--- BEGIN ---
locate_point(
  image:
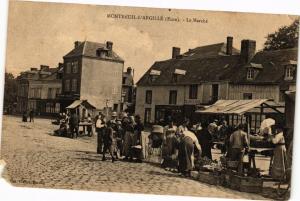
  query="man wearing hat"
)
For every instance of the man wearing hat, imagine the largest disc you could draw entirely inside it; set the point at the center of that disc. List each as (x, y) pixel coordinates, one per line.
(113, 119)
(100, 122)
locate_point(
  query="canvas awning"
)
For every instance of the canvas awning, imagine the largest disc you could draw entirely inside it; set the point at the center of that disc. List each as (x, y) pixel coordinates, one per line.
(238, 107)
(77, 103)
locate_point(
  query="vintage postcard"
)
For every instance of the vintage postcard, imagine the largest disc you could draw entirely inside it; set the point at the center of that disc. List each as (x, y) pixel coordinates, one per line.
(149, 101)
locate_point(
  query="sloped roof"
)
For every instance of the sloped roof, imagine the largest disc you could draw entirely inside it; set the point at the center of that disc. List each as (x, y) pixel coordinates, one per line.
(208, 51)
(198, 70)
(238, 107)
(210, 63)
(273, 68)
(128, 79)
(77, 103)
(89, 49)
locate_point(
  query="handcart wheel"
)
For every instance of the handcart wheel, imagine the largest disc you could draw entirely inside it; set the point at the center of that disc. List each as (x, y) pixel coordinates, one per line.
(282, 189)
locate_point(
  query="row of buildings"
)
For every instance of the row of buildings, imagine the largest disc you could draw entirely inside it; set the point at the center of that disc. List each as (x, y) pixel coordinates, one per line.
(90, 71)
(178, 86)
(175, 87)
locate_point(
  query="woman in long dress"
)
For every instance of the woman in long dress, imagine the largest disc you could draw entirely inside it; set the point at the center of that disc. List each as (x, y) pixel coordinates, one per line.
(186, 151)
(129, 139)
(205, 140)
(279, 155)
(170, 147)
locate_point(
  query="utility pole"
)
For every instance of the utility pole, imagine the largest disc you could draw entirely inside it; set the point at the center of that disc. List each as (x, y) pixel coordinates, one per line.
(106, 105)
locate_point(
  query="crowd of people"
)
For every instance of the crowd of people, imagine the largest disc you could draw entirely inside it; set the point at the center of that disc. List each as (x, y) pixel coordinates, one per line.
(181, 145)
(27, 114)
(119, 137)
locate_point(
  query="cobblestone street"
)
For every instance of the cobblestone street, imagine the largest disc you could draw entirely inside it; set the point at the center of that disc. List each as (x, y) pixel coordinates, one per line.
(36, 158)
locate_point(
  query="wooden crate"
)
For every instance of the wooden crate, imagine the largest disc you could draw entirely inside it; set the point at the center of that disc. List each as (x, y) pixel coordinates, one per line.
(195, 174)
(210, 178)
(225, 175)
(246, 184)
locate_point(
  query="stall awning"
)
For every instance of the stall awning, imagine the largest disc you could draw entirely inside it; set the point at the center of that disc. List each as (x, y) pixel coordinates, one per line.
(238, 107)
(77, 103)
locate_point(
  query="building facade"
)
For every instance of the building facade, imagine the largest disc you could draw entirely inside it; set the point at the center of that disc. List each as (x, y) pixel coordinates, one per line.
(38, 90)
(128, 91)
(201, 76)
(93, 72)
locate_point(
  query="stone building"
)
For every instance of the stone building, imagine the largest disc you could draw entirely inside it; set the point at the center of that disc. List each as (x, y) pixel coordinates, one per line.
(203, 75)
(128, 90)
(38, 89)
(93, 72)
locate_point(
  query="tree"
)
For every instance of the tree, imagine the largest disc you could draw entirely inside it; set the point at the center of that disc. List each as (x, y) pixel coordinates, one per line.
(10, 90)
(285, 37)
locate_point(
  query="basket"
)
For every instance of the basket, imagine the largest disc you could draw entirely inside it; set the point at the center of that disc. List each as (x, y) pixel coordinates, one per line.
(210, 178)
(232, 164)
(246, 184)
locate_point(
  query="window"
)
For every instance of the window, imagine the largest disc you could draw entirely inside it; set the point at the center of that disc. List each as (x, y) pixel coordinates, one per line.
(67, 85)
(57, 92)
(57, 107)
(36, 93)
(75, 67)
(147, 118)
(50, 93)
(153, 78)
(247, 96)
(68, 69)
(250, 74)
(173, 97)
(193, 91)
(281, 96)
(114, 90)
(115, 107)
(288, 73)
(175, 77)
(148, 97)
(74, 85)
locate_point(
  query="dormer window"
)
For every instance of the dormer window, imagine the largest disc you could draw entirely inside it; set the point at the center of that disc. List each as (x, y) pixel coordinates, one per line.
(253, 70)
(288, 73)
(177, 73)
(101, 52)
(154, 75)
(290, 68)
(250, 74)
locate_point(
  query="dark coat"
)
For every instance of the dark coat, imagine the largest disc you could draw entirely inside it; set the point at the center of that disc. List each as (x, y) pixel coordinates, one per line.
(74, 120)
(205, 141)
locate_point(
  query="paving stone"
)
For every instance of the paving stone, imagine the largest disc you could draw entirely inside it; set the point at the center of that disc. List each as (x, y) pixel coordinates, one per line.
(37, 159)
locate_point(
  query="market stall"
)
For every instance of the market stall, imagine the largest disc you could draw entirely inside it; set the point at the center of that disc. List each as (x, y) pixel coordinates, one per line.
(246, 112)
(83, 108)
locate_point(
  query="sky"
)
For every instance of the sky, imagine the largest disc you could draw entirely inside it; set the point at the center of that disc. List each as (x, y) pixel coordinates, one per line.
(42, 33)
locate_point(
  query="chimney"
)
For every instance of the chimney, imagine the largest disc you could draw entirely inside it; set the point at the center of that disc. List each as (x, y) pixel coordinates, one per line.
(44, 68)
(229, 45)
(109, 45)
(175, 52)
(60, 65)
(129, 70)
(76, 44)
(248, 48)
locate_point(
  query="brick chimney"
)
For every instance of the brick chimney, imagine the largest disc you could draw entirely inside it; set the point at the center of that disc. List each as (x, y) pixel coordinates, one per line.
--- END ---
--- BEGIN ---
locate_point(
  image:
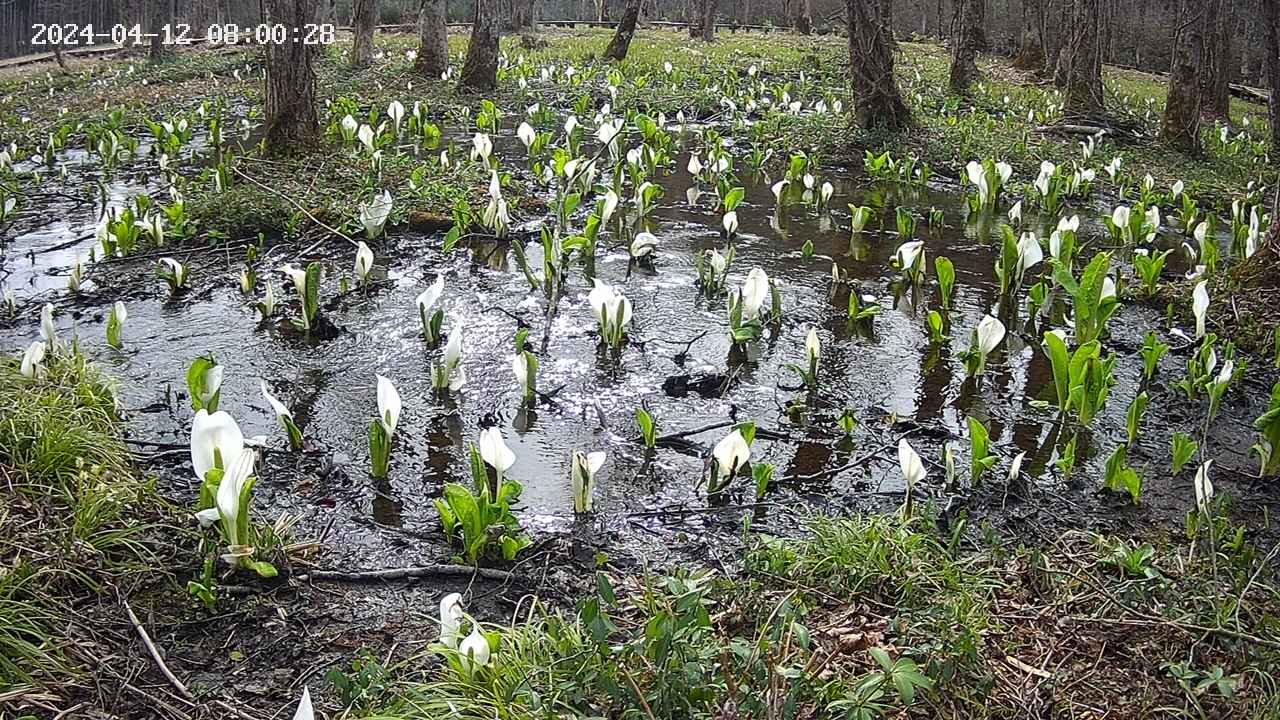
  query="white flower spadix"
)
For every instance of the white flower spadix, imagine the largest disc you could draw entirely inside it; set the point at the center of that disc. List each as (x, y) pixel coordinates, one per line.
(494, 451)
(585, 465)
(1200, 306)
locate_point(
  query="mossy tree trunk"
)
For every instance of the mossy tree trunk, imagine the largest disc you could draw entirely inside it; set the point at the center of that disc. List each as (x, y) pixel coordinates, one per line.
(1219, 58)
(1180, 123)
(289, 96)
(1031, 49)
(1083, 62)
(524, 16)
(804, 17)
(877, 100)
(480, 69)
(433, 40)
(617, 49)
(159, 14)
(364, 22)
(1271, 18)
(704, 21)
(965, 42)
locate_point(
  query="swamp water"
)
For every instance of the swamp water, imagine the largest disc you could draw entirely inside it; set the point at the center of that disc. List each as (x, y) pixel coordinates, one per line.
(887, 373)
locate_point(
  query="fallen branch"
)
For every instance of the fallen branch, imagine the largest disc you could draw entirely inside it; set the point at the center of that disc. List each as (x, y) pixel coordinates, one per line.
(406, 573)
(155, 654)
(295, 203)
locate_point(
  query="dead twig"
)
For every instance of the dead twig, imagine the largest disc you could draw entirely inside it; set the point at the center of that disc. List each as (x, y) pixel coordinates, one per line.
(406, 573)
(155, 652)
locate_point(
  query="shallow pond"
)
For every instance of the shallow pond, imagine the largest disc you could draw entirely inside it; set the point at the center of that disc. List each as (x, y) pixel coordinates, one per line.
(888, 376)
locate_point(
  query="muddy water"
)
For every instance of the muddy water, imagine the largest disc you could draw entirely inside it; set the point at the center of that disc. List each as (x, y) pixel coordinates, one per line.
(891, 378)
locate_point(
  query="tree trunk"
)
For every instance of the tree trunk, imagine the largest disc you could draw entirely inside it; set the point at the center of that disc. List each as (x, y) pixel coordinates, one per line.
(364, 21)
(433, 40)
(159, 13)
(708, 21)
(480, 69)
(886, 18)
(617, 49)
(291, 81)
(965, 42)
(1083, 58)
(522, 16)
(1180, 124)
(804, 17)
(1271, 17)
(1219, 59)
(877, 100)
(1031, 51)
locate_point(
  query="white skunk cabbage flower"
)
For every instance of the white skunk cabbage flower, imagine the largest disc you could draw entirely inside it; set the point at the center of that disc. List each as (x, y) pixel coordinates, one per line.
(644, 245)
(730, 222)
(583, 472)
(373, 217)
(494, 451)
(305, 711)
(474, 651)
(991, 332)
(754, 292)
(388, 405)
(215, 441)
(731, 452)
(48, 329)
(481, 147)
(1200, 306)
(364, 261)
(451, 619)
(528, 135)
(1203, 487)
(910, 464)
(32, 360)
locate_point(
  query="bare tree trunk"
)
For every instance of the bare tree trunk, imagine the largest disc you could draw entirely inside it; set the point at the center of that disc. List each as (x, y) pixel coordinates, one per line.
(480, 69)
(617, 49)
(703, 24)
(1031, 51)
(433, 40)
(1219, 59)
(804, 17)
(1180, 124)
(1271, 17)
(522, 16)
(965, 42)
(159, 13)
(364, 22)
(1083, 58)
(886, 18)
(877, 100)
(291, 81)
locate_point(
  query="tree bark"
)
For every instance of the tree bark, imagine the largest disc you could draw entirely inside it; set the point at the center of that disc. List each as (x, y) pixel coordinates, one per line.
--- END ---
OBJECTIVE:
Can you filter the data above down to every line that contains the string "utility", copying each matching line in full? Treat uppercase and lowercase as different.

CORRECT OUTPUT:
  query="utility pole"
For every instance of the utility pole, imagine the largest disc you could draw entirely inside it; set the point at the center of that disc. List each as (x, y) pixel coordinates, one per line.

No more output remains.